#### RECORDS SHOWN
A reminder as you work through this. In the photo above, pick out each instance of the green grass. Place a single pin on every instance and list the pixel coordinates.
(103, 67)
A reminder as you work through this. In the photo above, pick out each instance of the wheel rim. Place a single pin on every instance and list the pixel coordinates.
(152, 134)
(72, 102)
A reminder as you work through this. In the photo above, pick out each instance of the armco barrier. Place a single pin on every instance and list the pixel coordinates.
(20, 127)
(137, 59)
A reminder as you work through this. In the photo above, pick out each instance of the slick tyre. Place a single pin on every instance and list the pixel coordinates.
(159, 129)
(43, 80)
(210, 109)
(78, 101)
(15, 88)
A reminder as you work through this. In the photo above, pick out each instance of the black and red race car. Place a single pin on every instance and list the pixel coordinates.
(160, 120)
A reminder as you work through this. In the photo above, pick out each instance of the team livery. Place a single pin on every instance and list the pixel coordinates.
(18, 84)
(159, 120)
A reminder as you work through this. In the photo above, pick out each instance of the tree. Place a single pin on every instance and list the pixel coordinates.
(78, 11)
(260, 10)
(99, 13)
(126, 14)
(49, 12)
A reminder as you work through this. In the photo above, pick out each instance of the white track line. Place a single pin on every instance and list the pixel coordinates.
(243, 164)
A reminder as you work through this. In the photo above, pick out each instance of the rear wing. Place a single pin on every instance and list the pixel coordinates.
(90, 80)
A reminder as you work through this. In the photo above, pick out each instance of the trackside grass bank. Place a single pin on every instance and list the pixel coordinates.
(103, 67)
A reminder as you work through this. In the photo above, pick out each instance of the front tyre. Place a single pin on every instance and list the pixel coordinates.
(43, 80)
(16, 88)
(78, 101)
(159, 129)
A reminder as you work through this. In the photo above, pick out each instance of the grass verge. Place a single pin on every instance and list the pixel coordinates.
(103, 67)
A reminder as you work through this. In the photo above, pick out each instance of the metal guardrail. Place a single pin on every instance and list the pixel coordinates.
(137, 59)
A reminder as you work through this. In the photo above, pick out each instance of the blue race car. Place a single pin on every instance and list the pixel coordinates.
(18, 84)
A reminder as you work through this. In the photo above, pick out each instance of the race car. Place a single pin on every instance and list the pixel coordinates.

#### ABOUT THIS EXERCISE
Now repeat the data exactly, keeping every line.

#### COMPLETED EXERCISE
A reminder as you work through this. In the photo above, pick out each instance of the green grass. Place a single pin on every instance and list the pixel coordinates.
(103, 67)
A reminder as you work through this. In the photo above, pick out each instance of the wheel rim. Place a single pin on every instance and list the pixel coordinates.
(152, 134)
(72, 102)
A reminder as you work through this. In the photo above, pick out each instance of the armco barrier. Place a single pin on every instance and list the pixel coordinates.
(20, 127)
(137, 59)
A reminder as you work through this. In the photo above, pick out each instance of the slick tyre. Place a single pin on every instance and list the pixel coordinates.
(159, 129)
(43, 80)
(210, 109)
(78, 101)
(15, 88)
A reminder as you work through this. In the photo above, pick out each instance of the black and red race car. Place a single pin on every instance and list the pixel coordinates.
(160, 120)
A reminder as you work through this. In the photo above, pick out each instance of the team livery. Place a single pin on every instance and list the pixel coordinates.
(18, 84)
(159, 120)
A reminder as you work through this. In the photo above, pick out each instance of the tree. Place a single pin on every instance and list the pixel coordinates.
(78, 11)
(260, 10)
(99, 13)
(126, 14)
(49, 12)
A reminder as you work through this. In the photo above, pick out each instance of the white track line. Place a single pin on every instance and list the pixel coordinates.
(243, 164)
A reminder as you work through this. In the photo above, pick out each instance of the rear wing. Place a single pin on every instance and list the pixel coordinates.
(90, 80)
A reminder as you work through this. In the photo above, pick out each instance of the trackside grass bank. Place a single pin on every instance and list the pixel coordinates.
(103, 67)
A reminder as you work through this. In the photo above, pick out each instance of the front tyre. Place a single pin on every instance and list the pixel coordinates.
(43, 80)
(16, 88)
(78, 101)
(159, 129)
A reminder as you work through this. In the photo above, pick out each instance of the grass verge. Place a single pin on every instance and list the pixel coordinates.
(103, 67)
A reminder as you work through this. In the photo above, pick out each instance of the metal guardrail. Place a single pin on every instance and list the pixel coordinates.
(137, 59)
A reminder as you work through this. In the photo above, pick out each instance of the blue race car. Place a single pin on every instance and list the pixel coordinates.
(18, 84)
A reminder as you work through this. In the photo above, pick out each instance of the race car. Place a single pin on every instance and list the pixel coordinates.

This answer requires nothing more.